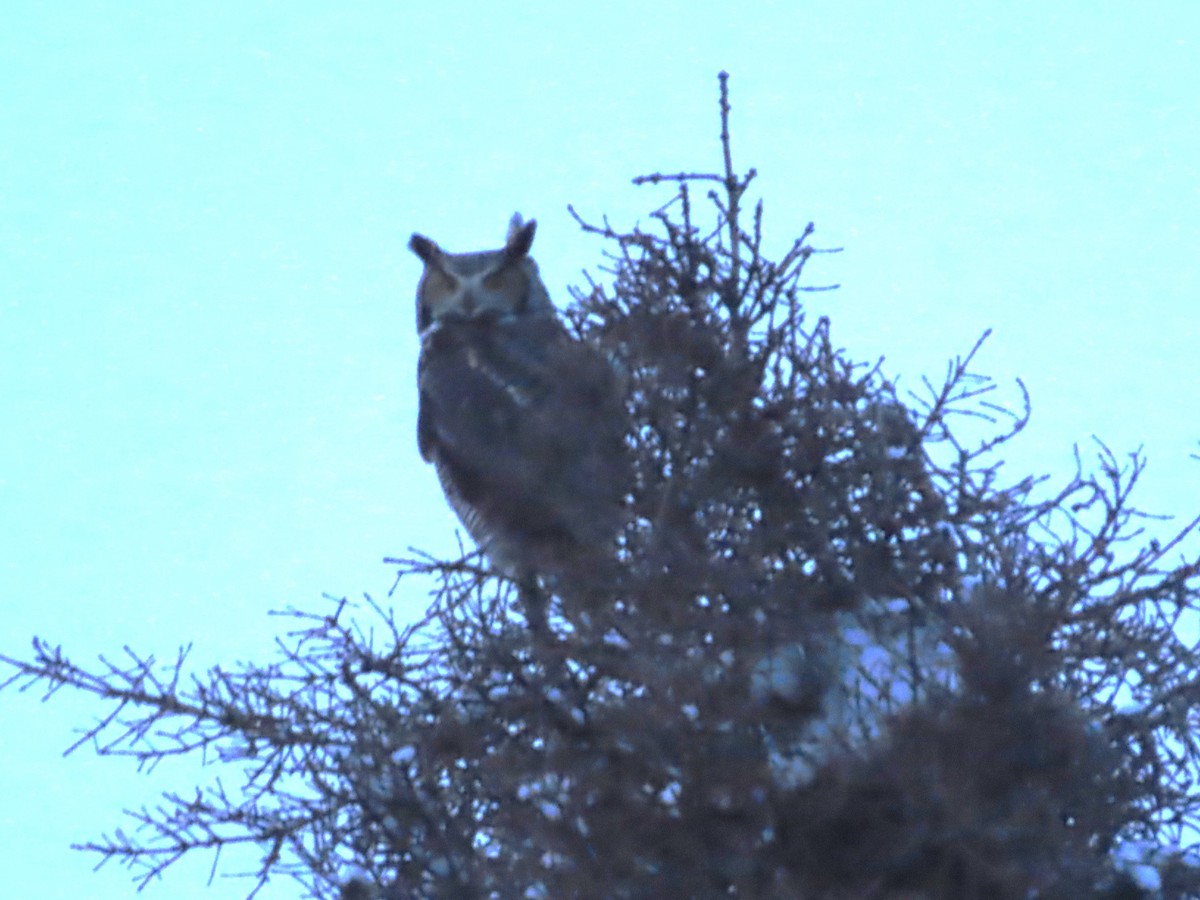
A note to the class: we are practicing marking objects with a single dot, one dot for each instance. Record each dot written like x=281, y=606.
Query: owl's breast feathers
x=526, y=429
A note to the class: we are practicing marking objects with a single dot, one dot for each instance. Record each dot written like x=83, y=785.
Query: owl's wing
x=526, y=423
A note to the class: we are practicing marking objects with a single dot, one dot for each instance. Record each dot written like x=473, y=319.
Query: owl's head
x=495, y=282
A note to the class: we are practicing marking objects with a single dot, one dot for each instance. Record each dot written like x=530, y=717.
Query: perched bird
x=523, y=423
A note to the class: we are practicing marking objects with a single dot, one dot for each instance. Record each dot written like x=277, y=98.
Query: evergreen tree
x=833, y=653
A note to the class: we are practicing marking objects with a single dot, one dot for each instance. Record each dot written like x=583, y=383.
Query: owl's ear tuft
x=424, y=247
x=520, y=237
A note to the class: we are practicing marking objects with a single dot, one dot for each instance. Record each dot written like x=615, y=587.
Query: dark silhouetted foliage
x=833, y=654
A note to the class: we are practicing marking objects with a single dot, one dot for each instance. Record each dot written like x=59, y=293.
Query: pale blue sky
x=207, y=342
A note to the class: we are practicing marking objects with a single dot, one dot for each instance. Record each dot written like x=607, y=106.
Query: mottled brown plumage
x=522, y=421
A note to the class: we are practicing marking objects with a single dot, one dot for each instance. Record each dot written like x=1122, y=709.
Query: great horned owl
x=522, y=421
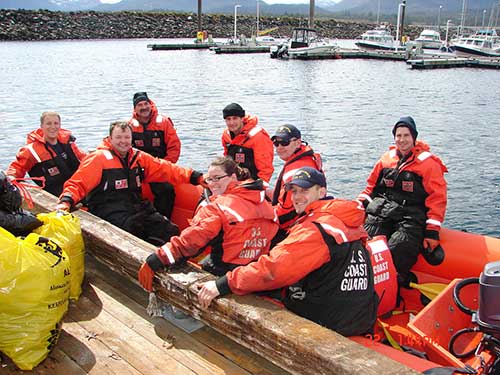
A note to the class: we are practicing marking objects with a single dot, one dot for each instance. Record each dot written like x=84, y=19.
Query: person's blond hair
x=49, y=113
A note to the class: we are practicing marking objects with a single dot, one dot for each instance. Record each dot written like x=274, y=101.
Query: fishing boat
x=304, y=42
x=379, y=38
x=482, y=43
x=300, y=346
x=430, y=39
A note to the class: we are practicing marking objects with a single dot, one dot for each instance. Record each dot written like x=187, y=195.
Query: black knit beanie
x=406, y=122
x=233, y=109
x=139, y=97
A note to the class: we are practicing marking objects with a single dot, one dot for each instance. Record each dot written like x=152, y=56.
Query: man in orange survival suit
x=156, y=135
x=247, y=143
x=405, y=198
x=238, y=223
x=111, y=179
x=296, y=154
x=51, y=152
x=322, y=263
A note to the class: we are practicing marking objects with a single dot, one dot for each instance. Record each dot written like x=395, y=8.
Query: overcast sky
x=267, y=1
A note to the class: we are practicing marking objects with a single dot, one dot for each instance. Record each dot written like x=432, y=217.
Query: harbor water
x=345, y=108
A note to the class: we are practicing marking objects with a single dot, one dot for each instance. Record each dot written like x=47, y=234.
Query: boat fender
x=434, y=257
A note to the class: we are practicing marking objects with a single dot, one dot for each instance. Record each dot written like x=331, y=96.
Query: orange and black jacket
x=304, y=156
x=251, y=149
x=40, y=159
x=112, y=185
x=416, y=180
x=323, y=265
x=239, y=226
x=158, y=137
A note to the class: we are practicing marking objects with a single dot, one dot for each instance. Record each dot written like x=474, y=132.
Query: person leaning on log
x=111, y=179
x=51, y=152
x=238, y=223
x=322, y=265
x=155, y=134
x=405, y=198
x=247, y=143
x=296, y=153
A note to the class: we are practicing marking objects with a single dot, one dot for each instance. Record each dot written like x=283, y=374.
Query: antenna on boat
x=462, y=18
x=378, y=12
x=311, y=13
x=401, y=17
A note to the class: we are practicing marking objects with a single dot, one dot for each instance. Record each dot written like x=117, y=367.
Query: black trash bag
x=10, y=196
x=19, y=223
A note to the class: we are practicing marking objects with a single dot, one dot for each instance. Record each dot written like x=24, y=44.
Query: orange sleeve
x=172, y=140
x=225, y=141
x=371, y=182
x=302, y=252
x=263, y=151
x=23, y=163
x=159, y=170
x=85, y=179
x=205, y=226
x=435, y=185
x=79, y=153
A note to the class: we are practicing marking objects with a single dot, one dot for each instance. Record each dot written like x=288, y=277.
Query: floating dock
x=179, y=46
x=352, y=54
x=443, y=63
x=240, y=49
x=415, y=60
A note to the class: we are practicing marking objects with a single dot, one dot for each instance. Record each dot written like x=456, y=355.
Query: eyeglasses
x=209, y=180
x=276, y=143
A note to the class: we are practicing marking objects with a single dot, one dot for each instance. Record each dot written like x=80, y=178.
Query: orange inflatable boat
x=430, y=329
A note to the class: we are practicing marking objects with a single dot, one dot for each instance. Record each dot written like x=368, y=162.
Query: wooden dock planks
x=289, y=341
x=109, y=332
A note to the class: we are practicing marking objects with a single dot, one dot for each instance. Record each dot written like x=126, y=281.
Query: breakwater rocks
x=48, y=25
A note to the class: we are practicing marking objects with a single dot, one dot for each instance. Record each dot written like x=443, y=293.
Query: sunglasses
x=276, y=143
x=215, y=179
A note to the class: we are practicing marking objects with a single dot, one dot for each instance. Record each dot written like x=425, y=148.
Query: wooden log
x=291, y=342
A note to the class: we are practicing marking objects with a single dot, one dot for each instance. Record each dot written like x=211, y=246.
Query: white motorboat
x=378, y=38
x=430, y=39
x=305, y=42
x=482, y=43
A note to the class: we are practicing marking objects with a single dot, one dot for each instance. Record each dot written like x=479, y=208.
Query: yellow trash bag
x=34, y=296
x=64, y=229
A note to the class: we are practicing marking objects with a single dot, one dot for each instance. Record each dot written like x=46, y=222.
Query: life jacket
x=303, y=157
x=238, y=226
x=384, y=274
x=56, y=166
x=150, y=141
x=242, y=148
x=244, y=157
x=328, y=294
x=152, y=137
x=119, y=191
x=247, y=228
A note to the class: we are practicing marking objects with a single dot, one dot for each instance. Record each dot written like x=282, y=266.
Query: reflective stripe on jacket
x=238, y=224
x=417, y=181
x=40, y=159
x=252, y=148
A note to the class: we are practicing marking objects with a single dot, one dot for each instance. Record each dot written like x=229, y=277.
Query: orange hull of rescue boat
x=433, y=325
x=428, y=329
x=466, y=254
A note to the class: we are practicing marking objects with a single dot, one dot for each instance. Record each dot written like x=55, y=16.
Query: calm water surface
x=345, y=108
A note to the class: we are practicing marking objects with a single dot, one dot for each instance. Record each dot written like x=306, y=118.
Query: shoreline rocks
x=30, y=25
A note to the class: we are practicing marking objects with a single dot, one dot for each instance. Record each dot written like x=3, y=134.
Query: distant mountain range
x=346, y=8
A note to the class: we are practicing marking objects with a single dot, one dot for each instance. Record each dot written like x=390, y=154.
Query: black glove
x=10, y=196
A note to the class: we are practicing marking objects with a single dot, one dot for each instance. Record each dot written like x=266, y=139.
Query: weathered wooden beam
x=291, y=342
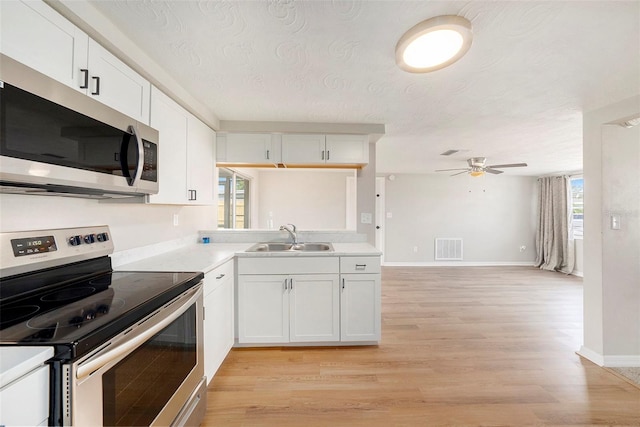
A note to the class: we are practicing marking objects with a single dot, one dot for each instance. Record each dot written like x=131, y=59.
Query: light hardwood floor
x=472, y=346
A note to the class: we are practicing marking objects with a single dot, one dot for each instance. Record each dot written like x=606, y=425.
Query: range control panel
x=25, y=251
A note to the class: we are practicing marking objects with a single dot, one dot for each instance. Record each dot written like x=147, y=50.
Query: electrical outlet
x=615, y=221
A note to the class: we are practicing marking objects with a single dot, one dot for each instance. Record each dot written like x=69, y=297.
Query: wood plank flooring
x=465, y=346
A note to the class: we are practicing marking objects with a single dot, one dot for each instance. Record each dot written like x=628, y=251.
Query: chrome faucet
x=291, y=229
===
__Exercise task__
Write out every one of the records above word for word, leaving out the pictures.

__Result__
A note to the class: we are practicing marking objects with a single dot, one dot for each instance. Record each dot written like x=281, y=606.
Query: owl's breast feathers
x=526, y=429
A note to the class: we are practicing marking objects with a single dot, one dot for each instance. Record each dot written like x=83, y=785.
Query: owl's wing
x=526, y=423
A note to the class: we are practicing marking objects with a single dot, one dot for each instance. Record each dot written like x=473, y=319.
Query: owl's head
x=495, y=282
A note to the class: we are practicing marking objects with a single dot, one dot for each instance. Record each dot written like x=530, y=717.
Query: perched bird
x=523, y=423
A note to the class: we are practicing marking objects with a single dot, one dot for each instance. Record each dot written like x=277, y=98.
Query: evergreen tree
x=833, y=653
A note to the class: we are practicing marking objects with a single dot, one dot for each instance. Record each dot written like x=583, y=383.
Query: owl's ear tuft
x=424, y=247
x=520, y=237
A note to the class: we are practicing marking objects with a single dot, one dot for each instance. Record each dot written like x=615, y=587.
Query: dark silhouetted foliage
x=833, y=654
A note to the class: we are practicing marking objects with a single dot, one dot for each instance. Record each dot written like x=59, y=293.
Query: pale blue sky
x=207, y=342
A note to the class: we are practicing marking objects with a single dot, one dot for each instance. Record each dot written like x=607, y=106.
Query: mottled brown plumage
x=522, y=421
A note to the class: we are practicing marking objects with a single dot, one dot for each instance. Record each dot written like x=1122, y=709.
Query: great horned owl
x=522, y=421
A note to the class: we are practicing marking objects with a single dot, one dot for each instance. Record each dot written like x=84, y=19.
Query: person's blond hair
x=49, y=113
A note to the class: we are practicing marking objects with a single dot, one dot for each instance. Record each dot written like x=274, y=101.
Query: fishing boat
x=304, y=42
x=379, y=38
x=482, y=43
x=300, y=346
x=430, y=39
A note to the class: we are practicing marking objects with a single dot, one dot for each instance. Record each dot written like x=187, y=195.
Query: black knit beanie
x=406, y=122
x=233, y=109
x=139, y=97
A note to the class: we are practicing marking objects with a single dot, one dot for each instance. Record each dot written like x=152, y=56.
Query: man in orange survival suit
x=156, y=135
x=247, y=143
x=405, y=198
x=238, y=223
x=111, y=179
x=296, y=154
x=51, y=152
x=322, y=263
A note to the class: we are practicing marking objects with a single dot, one dot for each instance. Record each dot written like x=395, y=8.
Query: overcast sky
x=267, y=1
A note to the class: we are practicing marking objects with a single dot, one dot for each instance. Record each dot written like x=432, y=217.
Query: harbor water
x=345, y=108
A note to the class: we are practicing marking objects with a single dot, one dot for each instance. Record each dot written like x=47, y=234.
Query: boat fender
x=434, y=257
A note to the class: we are practicing marking objects with a single dot, one dot for each instance. Record each dot written like x=331, y=96.
Query: orange and black jacket
x=304, y=156
x=251, y=149
x=40, y=159
x=112, y=185
x=416, y=180
x=323, y=265
x=239, y=226
x=158, y=137
A note to the class: we are practicing marking objects with a single dot, one dot for each instance. Record each dot written like x=474, y=132.
Query: person leaning on log
x=111, y=179
x=51, y=152
x=238, y=223
x=322, y=265
x=155, y=134
x=405, y=198
x=247, y=143
x=296, y=153
A note to the class: we are practicing marking objects with a single dot, one dot for each instance. Record each dot written like x=283, y=374.
Query: antenna on boat
x=462, y=18
x=378, y=12
x=311, y=13
x=401, y=17
A note to the class: we are practicing marking objects with a single dot, one dot for each instance. Record each dot written like x=117, y=367.
Query: black trash bag
x=10, y=196
x=19, y=223
A note to the class: we are practicing marking objects with a single dot, one dot for each instance. Record each dot written like x=24, y=44.
Query: orange sleeve
x=172, y=140
x=225, y=141
x=371, y=182
x=302, y=252
x=263, y=151
x=23, y=163
x=159, y=170
x=85, y=179
x=205, y=226
x=435, y=185
x=79, y=153
A note to the class: we are practicing marking objects with a single dot, one dot for each instance. Record each dot written like x=288, y=277.
Query: floating dock
x=179, y=46
x=352, y=54
x=443, y=63
x=240, y=49
x=415, y=60
A note to the class: we are practicing marking objects with a single dot, one dot for each instance. Record each dot written like x=456, y=355.
Query: eyeglasses
x=209, y=180
x=276, y=143
A note to the class: we are practicing marking objects with a single dot, one dot for each instance. Record each dot written like x=80, y=178.
Query: orange inflatable boat
x=430, y=329
A note to the class: we are practicing marking objects with a single dot, one dot for each instance. Record each dot written like x=368, y=162.
Query: wooden dock planks
x=289, y=341
x=109, y=332
A note to the class: we are practicing marking objects with a single dot, one dot for each instance. Record each dot written like x=126, y=281.
Query: breakwater rocks
x=48, y=25
A note to the class: we are practicing marking objects with a single dot, one dot for each instance. Record each dot written like x=443, y=293.
Query: sunglasses
x=276, y=143
x=215, y=179
A note to the class: we are practicing marking objects with a single dot, one dot for each instance. Record each dot written like x=425, y=148.
Query: wooden log
x=291, y=342
A note to the class: we are practicing marking objects with a single dot, one dot for each instance. Record each dot written like x=211, y=246.
Query: white motorboat
x=378, y=38
x=430, y=39
x=305, y=42
x=482, y=43
A note to the class: we are practicing marking objects with a single dot, one dot for each instance. Record each dot written like x=479, y=208.
Query: yellow trash bag
x=34, y=296
x=64, y=229
A note to the class: we are practicing marking objects with a single dot, one dot for each instance. Record each dot written like x=46, y=222.
Query: life jacket
x=303, y=157
x=238, y=226
x=384, y=274
x=56, y=166
x=150, y=141
x=242, y=148
x=244, y=157
x=328, y=294
x=152, y=137
x=119, y=191
x=247, y=228
A note to the class: we are practicing marking objects with a single dot, one dot for each instance. Record each dot written like x=282, y=266.
Query: reflective stripe on jacket
x=238, y=224
x=417, y=181
x=40, y=159
x=252, y=148
A note to the class: we are practicing marking objects with a single dot, one dot for each instance. Record each dot written like x=229, y=277.
Query: orange hull of rescue boat
x=433, y=325
x=428, y=329
x=466, y=254
A note to the class: we are practicing marking objects with a single dot, one dot for each instance. Record each dot written like x=55, y=16.
Query: calm water surface
x=345, y=108
A note to the class: we are practicing marking objects with a single dot, one dot for each instance. Record each dot written like x=306, y=118.
Query: shoreline rocks
x=30, y=25
A note to the class: we are practicing marking objects with a single dot, one dot for each instance. Record each dot written like x=3, y=134.
Query: distant mountain range
x=346, y=8
A note to the class: we are practicing marking objects with a single dot, one dot for each instance. Record each dot written like x=390, y=154.
Query: black glove
x=10, y=196
A note to the class: we are practicing marking objects with a single dot, one dot for each instance. Record each dot written like x=266, y=139.
Query: weathered wooden beam
x=291, y=342
A note to the class: we are practicing marking objects with a single dot, one dot for each instance. Record each dot written like x=131, y=59.
Query: light hardwood floor
x=472, y=346
A note to the class: we are practicing marking objects with a single dot, one dot for each instance. Record each dot written like x=606, y=425.
Query: range control panel
x=25, y=251
A note to the class: we are practicing marking objects with a single dot, one dot for each instance. Record each dot written like x=147, y=50.
Query: electrical outlet
x=615, y=221
A note to the class: we are practicing marking objects with a single dot, one dot for each instance. Record each dot written like x=69, y=297.
Query: wood plank flooring
x=465, y=346
A note to the class: we are practicing marking objects with a single dot, one dot for each instance. Record each dot written like x=628, y=251.
Query: chrome faucet
x=291, y=229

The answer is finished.